The House of Broken Angels by Luis Alberto Urrea
Published by Little, Brown and Company on March 6, 2018
Big Angel de La Cruz is almost 70 and he knows he will die soon. He lives in San Diego, where he was the director of a computer center for Pacific Gas & Electric, despite having long ago entered the country without papers. He has always seen America as filled with “possibilities and opportunities,” where a humble house would become his palace. Over the years, Big Angel became not just the family patriarch but a legend, a fearless protector of family and friends.
Big Angel is no longer big, “carved down to the size of child” by the tumors in his abdomen and lungs, perhaps a week away from death, the end of an era. His mother has died and he is late for her funeral, another failing for his mother to criticize, this time from beyond the grave. Big Angel is joined at the funeral by his half-brother, Little Angel, who long ago moved to Seattle to avoid the family drama.
Family drama doesn’t begin to describe The House of Broken Angels. Clashes among family members are a daily occurrence and grudges attain mythical status. Love and lust are common in the family, with some family members keeping lust in their hearts for years after the objects of their desire chose other relatives.

- - -

### [ASSIGNED TASK A]
According to the book review, why did Little Angel move to Seattle long ago?
### [ASSIGNED TASK B]
Write out the part of the book review that starts at "Big Angel is no" and ends at "chose other relatives.", word for word.

### [Records in a dataset]
- - -

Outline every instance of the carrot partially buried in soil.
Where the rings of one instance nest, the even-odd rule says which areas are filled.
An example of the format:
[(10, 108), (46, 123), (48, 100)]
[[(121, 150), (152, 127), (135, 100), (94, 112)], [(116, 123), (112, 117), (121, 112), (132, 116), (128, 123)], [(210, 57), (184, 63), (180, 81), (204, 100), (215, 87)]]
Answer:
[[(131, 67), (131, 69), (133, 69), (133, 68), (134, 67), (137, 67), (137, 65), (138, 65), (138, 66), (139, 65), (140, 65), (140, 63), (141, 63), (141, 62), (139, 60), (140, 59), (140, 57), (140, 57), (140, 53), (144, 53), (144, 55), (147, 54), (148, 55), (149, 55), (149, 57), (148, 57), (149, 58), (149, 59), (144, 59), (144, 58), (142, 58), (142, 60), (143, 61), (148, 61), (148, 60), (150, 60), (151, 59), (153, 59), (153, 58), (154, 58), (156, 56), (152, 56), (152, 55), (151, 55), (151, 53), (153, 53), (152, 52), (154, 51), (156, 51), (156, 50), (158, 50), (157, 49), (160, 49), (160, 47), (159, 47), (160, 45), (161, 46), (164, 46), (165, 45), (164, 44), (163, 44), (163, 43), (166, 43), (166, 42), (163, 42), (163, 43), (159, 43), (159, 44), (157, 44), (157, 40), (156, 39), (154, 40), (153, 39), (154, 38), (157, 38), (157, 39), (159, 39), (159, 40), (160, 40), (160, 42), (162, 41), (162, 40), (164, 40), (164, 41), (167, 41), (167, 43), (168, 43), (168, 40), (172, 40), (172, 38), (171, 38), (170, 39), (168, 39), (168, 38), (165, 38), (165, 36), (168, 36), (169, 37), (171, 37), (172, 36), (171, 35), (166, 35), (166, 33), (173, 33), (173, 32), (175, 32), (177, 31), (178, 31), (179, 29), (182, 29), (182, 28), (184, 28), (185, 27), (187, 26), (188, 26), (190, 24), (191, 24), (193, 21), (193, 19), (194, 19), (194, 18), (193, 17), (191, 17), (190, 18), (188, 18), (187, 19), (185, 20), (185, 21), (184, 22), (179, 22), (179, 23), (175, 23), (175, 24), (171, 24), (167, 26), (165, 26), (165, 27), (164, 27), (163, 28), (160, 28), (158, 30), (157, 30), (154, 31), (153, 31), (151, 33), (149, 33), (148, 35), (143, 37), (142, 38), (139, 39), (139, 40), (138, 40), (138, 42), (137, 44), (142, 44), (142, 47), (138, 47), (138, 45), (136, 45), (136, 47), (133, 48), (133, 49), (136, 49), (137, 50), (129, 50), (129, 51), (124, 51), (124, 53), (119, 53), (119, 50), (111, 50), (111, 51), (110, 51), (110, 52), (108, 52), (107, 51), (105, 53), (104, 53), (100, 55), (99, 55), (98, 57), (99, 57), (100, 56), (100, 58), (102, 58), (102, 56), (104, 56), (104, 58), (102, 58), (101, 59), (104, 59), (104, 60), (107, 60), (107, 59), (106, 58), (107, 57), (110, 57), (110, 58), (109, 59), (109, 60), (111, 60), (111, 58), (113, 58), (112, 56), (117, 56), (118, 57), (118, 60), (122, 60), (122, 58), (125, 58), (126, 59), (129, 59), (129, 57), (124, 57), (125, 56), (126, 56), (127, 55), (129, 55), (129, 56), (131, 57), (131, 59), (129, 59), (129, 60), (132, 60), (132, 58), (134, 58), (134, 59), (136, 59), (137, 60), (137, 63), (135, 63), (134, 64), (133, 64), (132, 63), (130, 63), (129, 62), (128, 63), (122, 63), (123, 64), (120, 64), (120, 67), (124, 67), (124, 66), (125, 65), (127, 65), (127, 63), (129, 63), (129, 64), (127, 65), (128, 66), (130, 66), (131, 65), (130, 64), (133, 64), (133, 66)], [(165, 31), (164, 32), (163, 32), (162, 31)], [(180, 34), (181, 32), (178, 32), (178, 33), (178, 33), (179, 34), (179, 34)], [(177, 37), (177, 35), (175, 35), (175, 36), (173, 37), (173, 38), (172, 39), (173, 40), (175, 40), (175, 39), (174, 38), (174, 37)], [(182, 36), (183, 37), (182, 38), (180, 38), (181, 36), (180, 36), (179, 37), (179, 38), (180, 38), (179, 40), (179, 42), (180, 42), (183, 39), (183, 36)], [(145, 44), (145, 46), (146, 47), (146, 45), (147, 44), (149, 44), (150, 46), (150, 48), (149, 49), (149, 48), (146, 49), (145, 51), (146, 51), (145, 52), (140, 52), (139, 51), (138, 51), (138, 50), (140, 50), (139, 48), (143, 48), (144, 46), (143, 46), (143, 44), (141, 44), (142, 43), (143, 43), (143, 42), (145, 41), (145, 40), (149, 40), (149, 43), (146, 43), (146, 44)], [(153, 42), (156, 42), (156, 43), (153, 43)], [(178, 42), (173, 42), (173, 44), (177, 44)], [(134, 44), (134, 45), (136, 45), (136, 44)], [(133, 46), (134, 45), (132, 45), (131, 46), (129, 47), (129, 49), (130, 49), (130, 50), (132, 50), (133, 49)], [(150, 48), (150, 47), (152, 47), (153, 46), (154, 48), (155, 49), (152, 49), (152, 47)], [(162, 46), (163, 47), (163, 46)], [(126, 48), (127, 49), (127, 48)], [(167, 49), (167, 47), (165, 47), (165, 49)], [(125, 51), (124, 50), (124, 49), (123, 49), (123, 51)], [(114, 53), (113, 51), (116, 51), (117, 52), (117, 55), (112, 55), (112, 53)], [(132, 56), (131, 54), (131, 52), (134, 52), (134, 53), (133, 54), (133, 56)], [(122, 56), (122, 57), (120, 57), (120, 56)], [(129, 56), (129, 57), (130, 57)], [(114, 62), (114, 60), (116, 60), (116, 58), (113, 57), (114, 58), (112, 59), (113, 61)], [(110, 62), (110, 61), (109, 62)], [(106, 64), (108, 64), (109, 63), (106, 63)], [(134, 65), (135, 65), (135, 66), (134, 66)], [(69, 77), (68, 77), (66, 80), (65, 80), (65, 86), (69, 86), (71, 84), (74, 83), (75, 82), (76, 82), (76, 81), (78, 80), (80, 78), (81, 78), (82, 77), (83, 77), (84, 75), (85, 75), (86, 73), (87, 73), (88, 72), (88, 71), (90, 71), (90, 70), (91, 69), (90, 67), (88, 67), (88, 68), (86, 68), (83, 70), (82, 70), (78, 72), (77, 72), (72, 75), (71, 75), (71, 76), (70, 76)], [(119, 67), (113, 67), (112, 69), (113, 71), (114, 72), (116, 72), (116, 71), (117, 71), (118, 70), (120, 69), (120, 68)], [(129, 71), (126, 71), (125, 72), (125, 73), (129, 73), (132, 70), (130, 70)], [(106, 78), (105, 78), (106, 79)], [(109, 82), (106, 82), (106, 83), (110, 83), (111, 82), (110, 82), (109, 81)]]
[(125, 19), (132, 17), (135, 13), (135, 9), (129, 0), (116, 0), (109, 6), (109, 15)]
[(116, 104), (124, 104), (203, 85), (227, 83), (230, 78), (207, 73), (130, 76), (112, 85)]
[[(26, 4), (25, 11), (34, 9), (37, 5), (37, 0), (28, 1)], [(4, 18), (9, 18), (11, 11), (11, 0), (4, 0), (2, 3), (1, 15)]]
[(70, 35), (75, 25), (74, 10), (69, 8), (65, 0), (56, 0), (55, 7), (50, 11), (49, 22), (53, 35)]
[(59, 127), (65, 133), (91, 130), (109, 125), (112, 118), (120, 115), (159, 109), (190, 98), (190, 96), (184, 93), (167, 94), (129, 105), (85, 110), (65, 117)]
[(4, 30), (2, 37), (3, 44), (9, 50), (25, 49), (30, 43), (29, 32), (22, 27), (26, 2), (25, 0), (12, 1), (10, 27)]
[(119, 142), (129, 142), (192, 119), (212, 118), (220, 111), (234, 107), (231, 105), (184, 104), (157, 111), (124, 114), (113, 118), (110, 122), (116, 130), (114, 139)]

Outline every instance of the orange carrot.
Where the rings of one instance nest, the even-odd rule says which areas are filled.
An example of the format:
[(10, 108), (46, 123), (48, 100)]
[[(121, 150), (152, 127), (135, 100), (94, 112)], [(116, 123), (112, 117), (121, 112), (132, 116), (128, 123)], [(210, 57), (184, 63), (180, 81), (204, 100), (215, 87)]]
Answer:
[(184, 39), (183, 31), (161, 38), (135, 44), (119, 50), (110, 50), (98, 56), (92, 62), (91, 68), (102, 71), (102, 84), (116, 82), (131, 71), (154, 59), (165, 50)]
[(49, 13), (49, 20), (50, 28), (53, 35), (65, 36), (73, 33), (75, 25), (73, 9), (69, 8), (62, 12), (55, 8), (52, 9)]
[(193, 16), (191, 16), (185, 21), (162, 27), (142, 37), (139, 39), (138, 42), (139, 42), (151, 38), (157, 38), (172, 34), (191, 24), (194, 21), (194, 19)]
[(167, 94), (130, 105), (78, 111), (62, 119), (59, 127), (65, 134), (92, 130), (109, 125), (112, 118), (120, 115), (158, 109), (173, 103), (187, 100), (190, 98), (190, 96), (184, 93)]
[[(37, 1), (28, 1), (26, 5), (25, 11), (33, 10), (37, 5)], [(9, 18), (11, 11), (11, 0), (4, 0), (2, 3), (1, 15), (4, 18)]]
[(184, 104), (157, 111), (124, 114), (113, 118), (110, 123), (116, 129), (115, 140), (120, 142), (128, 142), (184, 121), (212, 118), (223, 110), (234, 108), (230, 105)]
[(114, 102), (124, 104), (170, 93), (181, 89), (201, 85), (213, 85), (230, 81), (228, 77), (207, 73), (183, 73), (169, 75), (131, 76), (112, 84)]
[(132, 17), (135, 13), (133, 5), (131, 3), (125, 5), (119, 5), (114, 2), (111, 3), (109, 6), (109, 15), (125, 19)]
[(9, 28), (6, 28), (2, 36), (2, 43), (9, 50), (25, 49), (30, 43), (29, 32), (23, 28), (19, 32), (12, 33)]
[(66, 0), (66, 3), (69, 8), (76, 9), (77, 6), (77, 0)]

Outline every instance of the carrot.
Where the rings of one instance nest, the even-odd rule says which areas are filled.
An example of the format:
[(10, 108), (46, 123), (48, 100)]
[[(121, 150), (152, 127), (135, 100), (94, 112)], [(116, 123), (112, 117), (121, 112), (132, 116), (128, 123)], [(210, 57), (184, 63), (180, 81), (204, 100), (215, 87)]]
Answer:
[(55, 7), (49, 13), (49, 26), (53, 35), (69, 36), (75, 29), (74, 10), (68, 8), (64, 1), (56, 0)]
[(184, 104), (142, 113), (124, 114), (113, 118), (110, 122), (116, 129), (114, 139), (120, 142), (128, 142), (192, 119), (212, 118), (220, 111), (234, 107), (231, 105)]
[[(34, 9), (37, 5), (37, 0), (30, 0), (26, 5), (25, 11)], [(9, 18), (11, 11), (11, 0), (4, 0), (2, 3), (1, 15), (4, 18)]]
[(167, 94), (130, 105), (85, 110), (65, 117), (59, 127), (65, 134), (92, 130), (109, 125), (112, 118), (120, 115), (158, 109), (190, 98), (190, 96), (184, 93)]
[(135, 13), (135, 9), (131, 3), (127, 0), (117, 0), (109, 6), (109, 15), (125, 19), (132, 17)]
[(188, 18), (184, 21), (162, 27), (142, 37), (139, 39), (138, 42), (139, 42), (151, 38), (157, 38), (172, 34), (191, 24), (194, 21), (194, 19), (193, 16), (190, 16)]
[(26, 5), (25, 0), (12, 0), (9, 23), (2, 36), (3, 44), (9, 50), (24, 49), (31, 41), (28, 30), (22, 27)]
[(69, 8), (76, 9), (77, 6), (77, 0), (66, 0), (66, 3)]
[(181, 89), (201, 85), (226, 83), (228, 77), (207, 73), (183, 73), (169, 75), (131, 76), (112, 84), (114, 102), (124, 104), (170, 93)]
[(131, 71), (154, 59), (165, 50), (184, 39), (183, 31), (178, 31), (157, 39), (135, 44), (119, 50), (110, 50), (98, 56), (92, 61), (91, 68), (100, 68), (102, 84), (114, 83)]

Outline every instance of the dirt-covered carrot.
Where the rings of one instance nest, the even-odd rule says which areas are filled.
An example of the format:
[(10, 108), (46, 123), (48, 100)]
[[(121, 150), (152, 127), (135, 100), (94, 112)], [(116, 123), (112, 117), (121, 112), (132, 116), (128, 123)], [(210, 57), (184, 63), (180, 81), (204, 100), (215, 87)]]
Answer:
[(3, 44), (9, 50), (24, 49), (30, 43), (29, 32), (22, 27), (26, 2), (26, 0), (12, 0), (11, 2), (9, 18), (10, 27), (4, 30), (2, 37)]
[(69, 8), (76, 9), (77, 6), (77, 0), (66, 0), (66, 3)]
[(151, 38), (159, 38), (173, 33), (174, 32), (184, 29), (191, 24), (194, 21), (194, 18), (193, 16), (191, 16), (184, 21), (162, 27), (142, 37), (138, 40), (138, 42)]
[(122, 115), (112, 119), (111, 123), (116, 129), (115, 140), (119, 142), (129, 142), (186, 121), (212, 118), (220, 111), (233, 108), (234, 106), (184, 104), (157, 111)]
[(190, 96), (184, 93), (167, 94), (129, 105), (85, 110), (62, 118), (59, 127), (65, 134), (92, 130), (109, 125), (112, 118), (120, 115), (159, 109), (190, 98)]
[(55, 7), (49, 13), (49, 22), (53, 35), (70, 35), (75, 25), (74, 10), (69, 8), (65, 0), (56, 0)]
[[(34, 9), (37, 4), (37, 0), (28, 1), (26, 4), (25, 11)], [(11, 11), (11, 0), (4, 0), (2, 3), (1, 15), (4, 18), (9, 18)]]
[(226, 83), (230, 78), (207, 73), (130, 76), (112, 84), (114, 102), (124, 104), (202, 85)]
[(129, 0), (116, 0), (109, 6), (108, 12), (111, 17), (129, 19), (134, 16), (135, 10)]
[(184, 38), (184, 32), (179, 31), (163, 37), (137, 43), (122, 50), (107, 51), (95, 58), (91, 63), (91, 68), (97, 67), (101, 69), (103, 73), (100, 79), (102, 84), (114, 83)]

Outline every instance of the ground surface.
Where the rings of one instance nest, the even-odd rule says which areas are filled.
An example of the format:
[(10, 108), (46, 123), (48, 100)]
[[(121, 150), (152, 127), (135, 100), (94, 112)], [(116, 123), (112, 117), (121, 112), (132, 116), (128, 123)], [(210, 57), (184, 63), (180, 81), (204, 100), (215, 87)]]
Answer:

- - -

### [RESPONSE AREA A]
To avoid the family drama.

### [RESPONSE AREA B]
Big Angel is no longer big, “carved down to the size of child” by the tumors in his abdomen and lungs, perhaps a week away from death, the end of an era. His mother has died and he is late for her funeral, another failing for his mother to criticize, this time from beyond the grave. Big Angel is joined at the funeral by his half-brother, Little Angel, who long ago moved to Seattle to avoid the family drama.
Family drama doesn’t begin to describe The House of Broken Angels. Clashes among family members are a daily occurrence and grudges attain mythical status. Love and lust are common in the family, with some family members keeping lust in their hearts for years after the objects of their desire chose other relatives.